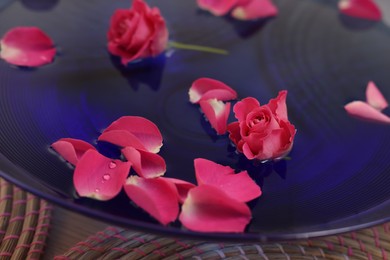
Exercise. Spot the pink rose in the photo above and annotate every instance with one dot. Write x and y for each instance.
(137, 33)
(262, 132)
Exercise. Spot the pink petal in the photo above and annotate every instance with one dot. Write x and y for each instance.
(365, 9)
(145, 130)
(121, 138)
(156, 196)
(145, 164)
(71, 149)
(239, 186)
(99, 177)
(234, 133)
(183, 187)
(217, 113)
(278, 105)
(375, 97)
(364, 111)
(255, 9)
(217, 7)
(244, 107)
(27, 46)
(206, 88)
(208, 209)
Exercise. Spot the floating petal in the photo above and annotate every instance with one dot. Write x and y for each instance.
(183, 187)
(27, 46)
(145, 130)
(71, 149)
(278, 105)
(217, 7)
(206, 88)
(145, 164)
(217, 113)
(156, 196)
(95, 177)
(255, 9)
(121, 138)
(375, 97)
(239, 186)
(364, 111)
(365, 9)
(209, 209)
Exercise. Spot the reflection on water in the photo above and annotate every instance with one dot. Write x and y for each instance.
(40, 5)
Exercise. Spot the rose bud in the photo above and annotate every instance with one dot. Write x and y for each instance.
(136, 33)
(262, 132)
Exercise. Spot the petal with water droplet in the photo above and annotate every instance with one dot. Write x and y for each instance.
(374, 97)
(255, 9)
(71, 149)
(121, 138)
(156, 196)
(209, 209)
(364, 111)
(27, 46)
(207, 88)
(145, 164)
(145, 130)
(364, 9)
(217, 113)
(239, 186)
(90, 176)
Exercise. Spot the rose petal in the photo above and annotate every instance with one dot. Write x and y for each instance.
(278, 105)
(145, 164)
(217, 113)
(255, 9)
(71, 149)
(206, 88)
(375, 98)
(145, 130)
(217, 7)
(121, 138)
(234, 133)
(99, 177)
(27, 46)
(208, 209)
(244, 107)
(156, 196)
(136, 33)
(183, 187)
(364, 111)
(239, 186)
(365, 9)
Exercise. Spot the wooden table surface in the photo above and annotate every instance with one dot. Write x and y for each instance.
(67, 229)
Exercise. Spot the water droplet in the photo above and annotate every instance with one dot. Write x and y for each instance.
(112, 165)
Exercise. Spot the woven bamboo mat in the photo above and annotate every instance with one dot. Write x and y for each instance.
(24, 223)
(117, 243)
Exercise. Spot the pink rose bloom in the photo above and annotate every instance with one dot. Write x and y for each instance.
(136, 33)
(262, 132)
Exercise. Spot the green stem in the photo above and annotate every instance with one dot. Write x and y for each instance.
(192, 47)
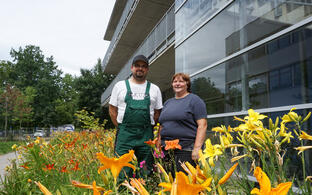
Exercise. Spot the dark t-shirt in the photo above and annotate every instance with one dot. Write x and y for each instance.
(178, 119)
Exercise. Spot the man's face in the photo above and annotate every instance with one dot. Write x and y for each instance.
(139, 70)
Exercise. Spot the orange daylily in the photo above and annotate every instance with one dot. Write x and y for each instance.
(227, 175)
(115, 164)
(304, 135)
(167, 187)
(85, 186)
(137, 184)
(48, 167)
(184, 187)
(25, 166)
(43, 189)
(265, 185)
(151, 143)
(173, 144)
(76, 167)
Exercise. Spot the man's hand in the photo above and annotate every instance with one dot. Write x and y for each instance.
(113, 111)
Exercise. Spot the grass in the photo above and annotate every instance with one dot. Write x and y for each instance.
(6, 146)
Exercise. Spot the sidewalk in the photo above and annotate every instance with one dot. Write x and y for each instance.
(5, 161)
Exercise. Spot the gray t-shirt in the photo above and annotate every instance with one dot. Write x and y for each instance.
(178, 119)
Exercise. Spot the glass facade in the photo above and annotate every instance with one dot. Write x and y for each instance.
(238, 26)
(259, 77)
(246, 56)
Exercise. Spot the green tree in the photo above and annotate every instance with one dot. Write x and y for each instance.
(90, 86)
(32, 69)
(66, 104)
(22, 109)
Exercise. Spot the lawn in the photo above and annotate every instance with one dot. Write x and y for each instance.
(6, 146)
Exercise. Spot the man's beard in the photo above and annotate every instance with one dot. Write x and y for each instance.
(139, 77)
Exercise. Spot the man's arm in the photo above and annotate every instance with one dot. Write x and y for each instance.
(156, 115)
(113, 111)
(200, 137)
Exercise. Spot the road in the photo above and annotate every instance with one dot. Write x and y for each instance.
(5, 161)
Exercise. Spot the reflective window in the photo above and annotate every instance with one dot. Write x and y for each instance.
(192, 14)
(295, 164)
(260, 78)
(239, 25)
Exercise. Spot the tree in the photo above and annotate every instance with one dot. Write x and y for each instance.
(15, 106)
(66, 104)
(31, 69)
(22, 109)
(90, 86)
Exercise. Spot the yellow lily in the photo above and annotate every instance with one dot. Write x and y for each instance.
(303, 148)
(290, 117)
(210, 152)
(167, 178)
(238, 157)
(115, 164)
(198, 175)
(304, 135)
(228, 174)
(167, 187)
(265, 185)
(222, 129)
(287, 137)
(254, 116)
(43, 189)
(226, 140)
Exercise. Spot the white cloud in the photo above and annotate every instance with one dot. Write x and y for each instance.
(70, 30)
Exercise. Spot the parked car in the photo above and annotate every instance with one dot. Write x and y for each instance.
(39, 133)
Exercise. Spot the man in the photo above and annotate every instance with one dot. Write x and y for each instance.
(135, 106)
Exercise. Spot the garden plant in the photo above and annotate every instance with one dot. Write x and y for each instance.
(84, 162)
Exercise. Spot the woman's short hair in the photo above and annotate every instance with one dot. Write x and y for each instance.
(185, 78)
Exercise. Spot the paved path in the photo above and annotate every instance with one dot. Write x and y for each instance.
(5, 161)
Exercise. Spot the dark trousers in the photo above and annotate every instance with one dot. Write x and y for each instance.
(175, 158)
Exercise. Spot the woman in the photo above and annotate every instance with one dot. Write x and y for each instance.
(183, 117)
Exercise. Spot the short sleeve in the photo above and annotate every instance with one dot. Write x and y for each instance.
(113, 99)
(158, 104)
(199, 108)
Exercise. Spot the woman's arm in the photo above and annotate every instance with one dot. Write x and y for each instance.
(200, 137)
(158, 143)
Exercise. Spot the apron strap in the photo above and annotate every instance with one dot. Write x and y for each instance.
(148, 86)
(128, 95)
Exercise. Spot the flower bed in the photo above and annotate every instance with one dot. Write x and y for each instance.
(83, 163)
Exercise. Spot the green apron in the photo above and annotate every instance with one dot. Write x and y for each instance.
(134, 130)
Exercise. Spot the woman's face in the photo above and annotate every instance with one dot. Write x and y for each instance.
(179, 85)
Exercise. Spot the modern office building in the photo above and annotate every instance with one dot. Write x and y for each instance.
(240, 54)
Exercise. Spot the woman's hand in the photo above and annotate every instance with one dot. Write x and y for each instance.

- - - -

What you output should match the records line for line, minus the pictures.

- [ANSWER BOX]:
Exercise. Spot the pink rose in the photo above and annotate every instance with one dot. Write x and y for each instance.
(137, 33)
(262, 132)
Exercise. Spot the pink petal in the photo above and annotate every instance with one dot. Write x and y for each instance.
(365, 9)
(145, 130)
(121, 138)
(156, 196)
(145, 164)
(71, 149)
(239, 186)
(99, 177)
(234, 133)
(183, 187)
(217, 113)
(278, 105)
(375, 97)
(364, 111)
(255, 9)
(217, 7)
(244, 107)
(27, 46)
(206, 88)
(208, 209)
Exercise. Spot the floating petal in the photo above and annotate every instance with one dot. Write x and y for each instance.
(183, 187)
(27, 46)
(145, 130)
(71, 149)
(278, 105)
(217, 7)
(206, 88)
(145, 164)
(217, 113)
(156, 196)
(95, 177)
(255, 9)
(121, 138)
(375, 97)
(239, 186)
(364, 111)
(365, 9)
(209, 209)
Exercise. Spot the reflection on water in the photo above and annotate every instance with one dot. Write x and y for each instance.
(40, 5)
Exercise. Spot the rose bud in the photo above and annotate every instance with one dot. Write x and y for each instance.
(136, 33)
(262, 132)
Exercise. Spot the petal with water droplet in the photo above and annotate every instance with one dot. Write x and y for each instance.
(374, 97)
(255, 9)
(71, 149)
(121, 138)
(156, 196)
(209, 209)
(364, 111)
(27, 46)
(207, 88)
(145, 164)
(145, 130)
(364, 9)
(217, 113)
(239, 186)
(90, 176)
Exercise. Spot the rose petal in the photo above and annotate every instance with one dot. Write x and y for each instance.
(278, 105)
(145, 164)
(217, 113)
(255, 9)
(71, 149)
(206, 88)
(375, 98)
(145, 130)
(217, 7)
(121, 138)
(234, 133)
(99, 177)
(27, 46)
(208, 209)
(244, 107)
(156, 196)
(136, 33)
(183, 187)
(364, 111)
(239, 186)
(365, 9)
Exercise. Spot the wooden table surface in the photo above and annotate every instance with one dot. Write x and y for each instance.
(67, 229)
Exercise. Spot the water droplet in the photo above and annotate every instance with one dot. Write x and y for each instance.
(112, 165)
Exercise. Spot the woven bamboo mat in the photo above and annotate every instance with one dot. Write x and y for each instance.
(24, 223)
(117, 243)
Exercise. Spot the pink rose bloom in the photo above and annotate every instance with one dot. Write x and y for each instance.
(136, 33)
(262, 132)
Exercise. Spot the green stem in the photo above and annotate every instance with one dot. Write x and y for each instance.
(192, 47)
Exercise. Spot the dark t-shirt in the photo above and annotate every instance with one dot. Write x and y for each instance.
(178, 119)
Exercise. Spot the man's face in the photo above and annotate every instance with one dot. Write x and y for each instance.
(139, 70)
Exercise. Spot the orange daylily in the photo above and annotate every instance with one dot. Write x and y for each instance.
(227, 175)
(115, 164)
(304, 135)
(167, 187)
(85, 186)
(137, 184)
(48, 167)
(184, 187)
(25, 166)
(43, 189)
(265, 185)
(151, 143)
(173, 144)
(76, 167)
Exercise. Spot the man's hand in the photo above and annotate every instance with one dot. Write x and y for each instance.
(113, 111)
Exercise. Spot the grass in the photo above and annotate every instance with one dot. Write x and y for each instance.
(6, 146)
Exercise. Spot the sidewalk in the photo above and annotate every instance with one dot. Write x and y for each instance.
(5, 161)
Exercise. Spot the gray t-shirt in the photo above and annotate every instance with one dot. Write x and y for each instance.
(178, 119)
Exercise. Spot the glass facade in the photo above and annotate every instance with one dot. Write x and y for each instance.
(238, 26)
(259, 77)
(246, 56)
Exercise. Spot the green tree in the photo above and annotate every instance with one dot. Write x and y for each instance.
(90, 86)
(32, 69)
(66, 104)
(22, 109)
Exercise. Spot the lawn in the photo above and annotate every instance with one dot. Write x and y for each instance.
(6, 146)
Exercise. Spot the man's beard in the photo above and annotate every instance with one dot. Write x and y for each instance.
(139, 77)
Exercise. Spot the man's arm in the photo above and annotate every instance with one dot. Write x and y for each instance.
(156, 115)
(113, 111)
(200, 137)
Exercise. Spot the road in the photo above and annotate every instance with one dot. Write x and y for each instance.
(5, 161)
Exercise. Spot the reflective window in the photo above and annotate every instance with one dot. Write x and y for each instance.
(192, 14)
(295, 164)
(260, 78)
(239, 25)
Exercise. Spot the tree in the photo above and annotate every instance with one dot. Write x and y for each instance.
(15, 106)
(66, 104)
(31, 69)
(22, 109)
(90, 86)
Exercise. Spot the yellow lily in the photo above and annotate every instance with one dot. Write x and y for each instance.
(303, 148)
(290, 117)
(210, 152)
(167, 178)
(238, 157)
(115, 164)
(198, 175)
(304, 135)
(228, 174)
(167, 187)
(265, 185)
(222, 129)
(287, 137)
(254, 116)
(43, 189)
(226, 140)
Exercise. Spot the white cloud in the photo above and annotate every instance with one dot. Write x and y for each instance.
(70, 30)
Exercise. Spot the parked car in the photo above and annotate every instance with one dot. Write x and y for each instance.
(39, 133)
Exercise. Spot the man in the photo above and annotate every instance with one dot. Write x and y for each instance.
(135, 106)
Exercise. Spot the garden plant in the photo above and annotate every instance with one dot. Write x and y for each instance.
(84, 162)
Exercise. Spot the woman's short hair in the photo above and annotate every instance with one dot. Write x and y for each instance.
(185, 78)
Exercise. Spot the paved path in the photo above and annotate every instance with one dot. Write x and y for each instance.
(5, 161)
Exercise. Spot the dark trousers in the photo above and annotate every instance with one dot. Write x and y for each instance.
(175, 158)
Exercise. Spot the woman in the photo above and annotate every instance with one dot. Write x and y for each instance.
(183, 117)
Exercise. Spot the short sleeve in the photo above and annotate every instance with one dot. Write x and y for each instance.
(113, 99)
(158, 104)
(199, 108)
Exercise. Spot the woman's arm in the photo above and annotate every instance with one dot. Write x and y for each instance.
(200, 137)
(158, 143)
Exercise. Spot the apron strap in the photo above and annotate every instance with one dot. Write x and y for each instance.
(148, 86)
(128, 95)
Exercise. Spot the flower bed in the photo above and annotate every instance with one dot. Write x and y for each instance.
(83, 163)
Exercise. Spot the green apron in the photo above and annotate every instance with one dot. Write x and y for each instance.
(134, 130)
Exercise. Spot the woman's face in the photo above and annotate every instance with one dot. Write x and y for each instance.
(179, 85)
Exercise. Spot the modern office building in the photo above and annotate every instance with one dot. Write x and y for each instance.
(240, 54)
Exercise. Spot the woman's hand in the photo above and annotate every instance with one dot. Write x and y for each instance.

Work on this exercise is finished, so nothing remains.